====== Texte extrait
Ce 18 octobre, un accord de libre-échange est intervenu entre l’Union européenne d’une part et le Canada d’autre part. Cet accord concerne à 93 % le secteur agricole. Les négociations ont abouti à une situation très favorable au secteur laitier européen… Mais avec des contreparties.

Le propre de tout accord bilatéral tenant compte de multiples secteurs est de fonctionner sur une base de vases communicants. Ce que l’on gagne d’un côté, il faut accepter de le perdre de l’autre. Mais la réciproque est aussi vraie.
L’accord intervenu tout récemment pour un libre échange des marchandises entre l’Europe et le Canada a déjà été décrié pour les risques qu’il fait courir à la filière viande. Ils sont réels, j’y reviens plus loin. En revanche, personne (ou presque) n’a souligné tous ses bienfaits pour la filière laitière.
En gros, que comprend l’accord ? Selon la dépêche AFP reprise par plusieurs quotidiens : « Concrètement, le quota de fromages européens admis par le Canada sans droits tarifaires va augmenter de plus de 16 800 tonnes, pour une valeur estimée de 150 millions d’euros par an, tandis que l’Union européenne importera sans droits tarifaires 15 000 tonnes de boeuf congelé, près de 31 000 tonnes de boeuf frais, ainsi que 75 000 tonnes de porc et 8 000 tonnes de maïs doux. » Parallèlement, l’accord contient également une reconnaissance de plusieurs indications géographiques, dont cinq fromages (feta grecque, munster français, gorgonzola, faissina et asiago italiens, il y a également des produits à base de viande comme des jambons italiens ou le foie gras de canard du Périgord).
De fait, il s’agit d’un marché supplémentaire pour les produits laitiers européens. Qui plus est, l’accord avec le canada ouvre la voie à ceux attendus avec les Etats-Unis et le Japon, où l’on peut raisonnablement penser que l’on ira globalement dans le même sens. Ainsi, l’Europe crée des marchés pour son secteur laitier, au moment où, en 2015, doit intervenir la fin des quotas laitiers. N’est-ce pas là finalement une opportunité à saisir ? Nous pouvons donc produire plus de lait en France, il existera un marché pour cela, donc la possibilité de le faire en maintenant les prix. Car le maintien des prix reste la préoccupation numéro 1 de nos éleveurs laitiers à l’aube de l’après quotas. L’accord entre l’Europe et le Canada est en soi insuffisant en volumes pour sauver la filière laitière européenne, mais elle ouvre des perspectives réelles lorsque l’on pense aux autres accords qui doivent suivre.
Pour la France, c’est très important, notre secteur laitier reste celui qui, bon an, mal an, installe le plus de jeunes et attire le plus de vocations. Avec des débouchés renouvelés en vue, l’attractivité revient.
============
====== Données fournies
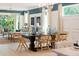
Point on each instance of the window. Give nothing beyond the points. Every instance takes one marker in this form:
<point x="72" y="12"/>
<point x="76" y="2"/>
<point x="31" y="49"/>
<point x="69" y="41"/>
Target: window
<point x="38" y="20"/>
<point x="71" y="10"/>
<point x="32" y="20"/>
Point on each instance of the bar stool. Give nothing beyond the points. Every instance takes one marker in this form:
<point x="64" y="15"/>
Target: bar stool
<point x="43" y="42"/>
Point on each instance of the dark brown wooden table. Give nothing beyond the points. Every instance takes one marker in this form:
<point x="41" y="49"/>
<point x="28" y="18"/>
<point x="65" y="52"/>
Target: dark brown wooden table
<point x="32" y="39"/>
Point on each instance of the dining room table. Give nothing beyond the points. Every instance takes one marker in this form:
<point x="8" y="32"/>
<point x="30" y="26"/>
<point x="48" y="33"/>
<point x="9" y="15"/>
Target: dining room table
<point x="32" y="39"/>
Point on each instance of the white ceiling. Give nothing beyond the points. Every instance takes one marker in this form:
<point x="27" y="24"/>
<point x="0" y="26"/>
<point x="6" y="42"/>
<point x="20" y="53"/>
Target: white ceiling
<point x="20" y="6"/>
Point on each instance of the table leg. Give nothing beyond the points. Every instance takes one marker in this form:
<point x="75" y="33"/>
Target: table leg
<point x="32" y="45"/>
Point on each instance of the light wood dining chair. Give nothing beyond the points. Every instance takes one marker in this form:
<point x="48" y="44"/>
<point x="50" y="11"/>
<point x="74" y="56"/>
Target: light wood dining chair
<point x="43" y="42"/>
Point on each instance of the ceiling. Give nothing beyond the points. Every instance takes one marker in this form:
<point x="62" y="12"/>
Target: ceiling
<point x="21" y="6"/>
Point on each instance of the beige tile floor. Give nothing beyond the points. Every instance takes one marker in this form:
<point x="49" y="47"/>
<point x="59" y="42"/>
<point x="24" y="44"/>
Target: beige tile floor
<point x="8" y="48"/>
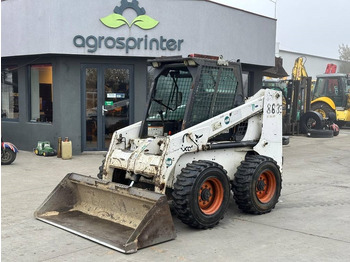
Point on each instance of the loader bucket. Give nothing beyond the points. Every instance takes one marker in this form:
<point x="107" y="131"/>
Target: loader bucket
<point x="117" y="216"/>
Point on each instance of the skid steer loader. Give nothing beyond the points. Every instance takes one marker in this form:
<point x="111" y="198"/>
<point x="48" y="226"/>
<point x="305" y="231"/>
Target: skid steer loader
<point x="199" y="139"/>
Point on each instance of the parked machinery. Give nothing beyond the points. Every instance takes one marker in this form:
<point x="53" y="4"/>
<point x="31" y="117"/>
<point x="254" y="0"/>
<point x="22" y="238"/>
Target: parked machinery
<point x="331" y="97"/>
<point x="198" y="140"/>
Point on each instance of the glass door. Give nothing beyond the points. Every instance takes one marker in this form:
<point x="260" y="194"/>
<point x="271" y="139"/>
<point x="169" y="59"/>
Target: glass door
<point x="106" y="91"/>
<point x="116" y="101"/>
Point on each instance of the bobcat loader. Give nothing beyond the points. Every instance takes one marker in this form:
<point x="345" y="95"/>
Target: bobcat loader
<point x="199" y="139"/>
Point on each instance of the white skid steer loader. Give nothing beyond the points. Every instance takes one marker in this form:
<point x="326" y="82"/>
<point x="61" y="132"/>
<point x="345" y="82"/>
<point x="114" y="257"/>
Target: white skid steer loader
<point x="199" y="140"/>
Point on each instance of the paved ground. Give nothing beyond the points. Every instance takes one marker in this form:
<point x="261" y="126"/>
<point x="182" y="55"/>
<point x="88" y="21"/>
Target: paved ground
<point x="311" y="223"/>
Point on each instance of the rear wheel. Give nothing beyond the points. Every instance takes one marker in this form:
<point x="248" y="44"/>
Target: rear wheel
<point x="7" y="156"/>
<point x="201" y="194"/>
<point x="311" y="120"/>
<point x="324" y="109"/>
<point x="257" y="184"/>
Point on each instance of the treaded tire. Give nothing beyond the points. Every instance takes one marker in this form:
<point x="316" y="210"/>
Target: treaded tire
<point x="324" y="109"/>
<point x="7" y="156"/>
<point x="311" y="120"/>
<point x="257" y="184"/>
<point x="320" y="133"/>
<point x="100" y="169"/>
<point x="201" y="194"/>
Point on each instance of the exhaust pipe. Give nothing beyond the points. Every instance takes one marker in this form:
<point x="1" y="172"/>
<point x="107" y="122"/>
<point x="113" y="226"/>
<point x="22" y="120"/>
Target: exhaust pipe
<point x="114" y="215"/>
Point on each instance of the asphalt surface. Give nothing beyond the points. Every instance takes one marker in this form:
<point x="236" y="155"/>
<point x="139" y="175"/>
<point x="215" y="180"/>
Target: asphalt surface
<point x="310" y="223"/>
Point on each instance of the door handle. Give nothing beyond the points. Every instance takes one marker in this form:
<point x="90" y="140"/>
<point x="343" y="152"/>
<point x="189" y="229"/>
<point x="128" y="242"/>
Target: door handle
<point x="104" y="110"/>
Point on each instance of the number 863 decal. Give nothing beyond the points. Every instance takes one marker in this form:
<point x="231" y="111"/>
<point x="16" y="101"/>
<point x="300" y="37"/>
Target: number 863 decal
<point x="274" y="109"/>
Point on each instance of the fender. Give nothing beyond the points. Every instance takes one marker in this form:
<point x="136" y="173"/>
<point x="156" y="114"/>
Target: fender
<point x="9" y="145"/>
<point x="326" y="100"/>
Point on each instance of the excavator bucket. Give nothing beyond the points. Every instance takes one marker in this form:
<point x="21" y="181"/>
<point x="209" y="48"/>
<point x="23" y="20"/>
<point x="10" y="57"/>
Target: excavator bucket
<point x="117" y="216"/>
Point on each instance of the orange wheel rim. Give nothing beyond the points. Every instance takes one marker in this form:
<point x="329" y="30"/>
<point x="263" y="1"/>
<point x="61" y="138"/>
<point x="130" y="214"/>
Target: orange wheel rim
<point x="210" y="196"/>
<point x="322" y="112"/>
<point x="266" y="186"/>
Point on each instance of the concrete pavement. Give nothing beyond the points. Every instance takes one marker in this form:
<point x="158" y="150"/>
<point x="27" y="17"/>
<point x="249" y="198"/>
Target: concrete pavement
<point x="311" y="223"/>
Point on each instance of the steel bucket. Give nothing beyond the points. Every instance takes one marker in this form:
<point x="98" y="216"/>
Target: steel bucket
<point x="117" y="216"/>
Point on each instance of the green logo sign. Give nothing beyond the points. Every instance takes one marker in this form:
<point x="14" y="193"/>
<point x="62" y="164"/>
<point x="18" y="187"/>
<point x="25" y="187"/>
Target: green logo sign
<point x="117" y="19"/>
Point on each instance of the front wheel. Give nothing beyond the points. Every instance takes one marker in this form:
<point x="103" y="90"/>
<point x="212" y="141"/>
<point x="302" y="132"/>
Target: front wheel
<point x="257" y="184"/>
<point x="201" y="194"/>
<point x="7" y="156"/>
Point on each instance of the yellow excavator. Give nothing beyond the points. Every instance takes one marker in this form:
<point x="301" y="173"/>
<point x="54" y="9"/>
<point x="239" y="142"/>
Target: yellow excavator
<point x="331" y="96"/>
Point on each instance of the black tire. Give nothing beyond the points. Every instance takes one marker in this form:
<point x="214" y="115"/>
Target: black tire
<point x="320" y="133"/>
<point x="311" y="120"/>
<point x="335" y="129"/>
<point x="100" y="169"/>
<point x="257" y="184"/>
<point x="324" y="109"/>
<point x="7" y="156"/>
<point x="201" y="194"/>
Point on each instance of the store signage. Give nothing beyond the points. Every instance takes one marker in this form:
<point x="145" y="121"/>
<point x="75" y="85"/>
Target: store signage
<point x="117" y="20"/>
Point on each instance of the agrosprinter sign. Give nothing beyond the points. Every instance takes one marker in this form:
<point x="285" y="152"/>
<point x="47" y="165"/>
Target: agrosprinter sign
<point x="116" y="20"/>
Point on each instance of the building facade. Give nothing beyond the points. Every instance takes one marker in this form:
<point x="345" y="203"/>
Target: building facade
<point x="64" y="66"/>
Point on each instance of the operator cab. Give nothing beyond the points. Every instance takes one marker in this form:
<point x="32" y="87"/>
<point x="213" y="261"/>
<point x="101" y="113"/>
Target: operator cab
<point x="187" y="91"/>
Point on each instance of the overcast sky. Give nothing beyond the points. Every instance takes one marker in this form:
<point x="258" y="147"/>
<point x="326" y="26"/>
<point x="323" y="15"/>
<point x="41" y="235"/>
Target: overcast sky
<point x="315" y="27"/>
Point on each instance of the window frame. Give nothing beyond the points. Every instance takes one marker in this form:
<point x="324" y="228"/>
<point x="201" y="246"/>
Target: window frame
<point x="13" y="67"/>
<point x="29" y="99"/>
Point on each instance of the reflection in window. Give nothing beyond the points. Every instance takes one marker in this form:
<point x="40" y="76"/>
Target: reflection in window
<point x="41" y="91"/>
<point x="9" y="92"/>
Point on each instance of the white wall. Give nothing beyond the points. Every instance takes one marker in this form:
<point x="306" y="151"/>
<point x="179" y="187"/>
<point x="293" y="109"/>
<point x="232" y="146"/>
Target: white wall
<point x="49" y="26"/>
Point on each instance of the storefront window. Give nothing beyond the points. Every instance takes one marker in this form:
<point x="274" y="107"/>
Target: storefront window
<point x="9" y="92"/>
<point x="41" y="91"/>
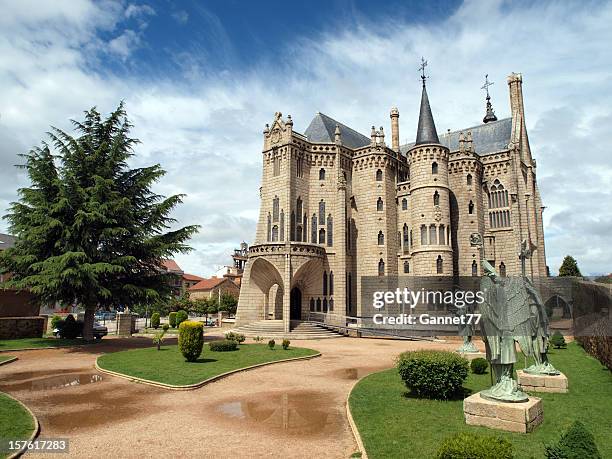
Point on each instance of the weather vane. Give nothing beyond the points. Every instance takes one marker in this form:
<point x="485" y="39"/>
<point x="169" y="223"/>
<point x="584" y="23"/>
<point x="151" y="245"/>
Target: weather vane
<point x="487" y="84"/>
<point x="422" y="69"/>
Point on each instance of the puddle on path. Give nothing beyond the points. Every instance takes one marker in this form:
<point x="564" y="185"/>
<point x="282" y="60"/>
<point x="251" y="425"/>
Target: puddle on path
<point x="298" y="413"/>
<point x="32" y="381"/>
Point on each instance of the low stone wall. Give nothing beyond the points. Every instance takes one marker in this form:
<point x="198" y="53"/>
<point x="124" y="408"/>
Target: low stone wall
<point x="21" y="327"/>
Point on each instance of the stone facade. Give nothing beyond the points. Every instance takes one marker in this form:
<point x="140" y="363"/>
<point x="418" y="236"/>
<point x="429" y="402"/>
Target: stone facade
<point x="337" y="206"/>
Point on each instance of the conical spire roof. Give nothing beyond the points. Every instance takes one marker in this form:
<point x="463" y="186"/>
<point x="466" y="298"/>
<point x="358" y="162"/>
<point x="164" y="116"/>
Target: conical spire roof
<point x="426" y="132"/>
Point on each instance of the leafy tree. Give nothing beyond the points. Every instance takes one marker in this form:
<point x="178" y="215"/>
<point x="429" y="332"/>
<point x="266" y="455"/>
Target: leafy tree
<point x="228" y="303"/>
<point x="569" y="267"/>
<point x="89" y="229"/>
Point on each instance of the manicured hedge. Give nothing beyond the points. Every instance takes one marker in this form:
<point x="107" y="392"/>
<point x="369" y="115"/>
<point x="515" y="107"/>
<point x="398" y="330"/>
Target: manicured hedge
<point x="432" y="374"/>
<point x="223" y="345"/>
<point x="191" y="339"/>
<point x="467" y="445"/>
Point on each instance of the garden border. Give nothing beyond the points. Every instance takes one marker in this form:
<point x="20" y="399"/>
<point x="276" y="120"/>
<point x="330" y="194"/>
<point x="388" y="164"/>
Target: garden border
<point x="35" y="432"/>
<point x="201" y="383"/>
<point x="5" y="362"/>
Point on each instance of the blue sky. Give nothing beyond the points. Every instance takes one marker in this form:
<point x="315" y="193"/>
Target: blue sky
<point x="201" y="79"/>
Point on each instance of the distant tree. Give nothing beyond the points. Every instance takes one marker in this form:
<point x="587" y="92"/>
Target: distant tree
<point x="89" y="229"/>
<point x="228" y="303"/>
<point x="569" y="267"/>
============
Consignes =>
**a)** Traduisez en anglais cette phrase du texte sur l’accord UE-Canada : « Ce que l’on gagne d’un côté, il faut accepter de le perdre de l’autre. »
**b)** Rendez tel quel le passage du texte sur l’accord UE-Canada qui commence aux mots « En gros, que » et arrêtez-vous après « canard du Périgord). ».
Les données ne jouent aucun rôle dans cet exercice.

Réponses =>
**a)** What you gain on one side, you have to accept losing on the other.

**b)**
En gros, que comprend l’accord ? Selon la dépêche AFP reprise par plusieurs quotidiens : « Concrètement, le quota de fromages européens admis par le Canada sans droits tarifaires va augmenter de plus de 16 800 tonnes, pour une valeur estimée de 150 millions d’euros par an, tandis que l’Union européenne importera sans droits tarifaires 15 000 tonnes de boeuf congelé, près de 31 000 tonnes de boeuf frais, ainsi que 75 000 tonnes de porc et 8 000 tonnes de maïs doux. » Parallèlement, l’accord contient également une reconnaissance de plusieurs indications géographiques, dont cinq fromages (feta grecque, munster français, gorgonzola, faissina et asiago italiens, il y a également des produits à base de viande comme des jambons italiens ou le foie gras de canard du Périgord).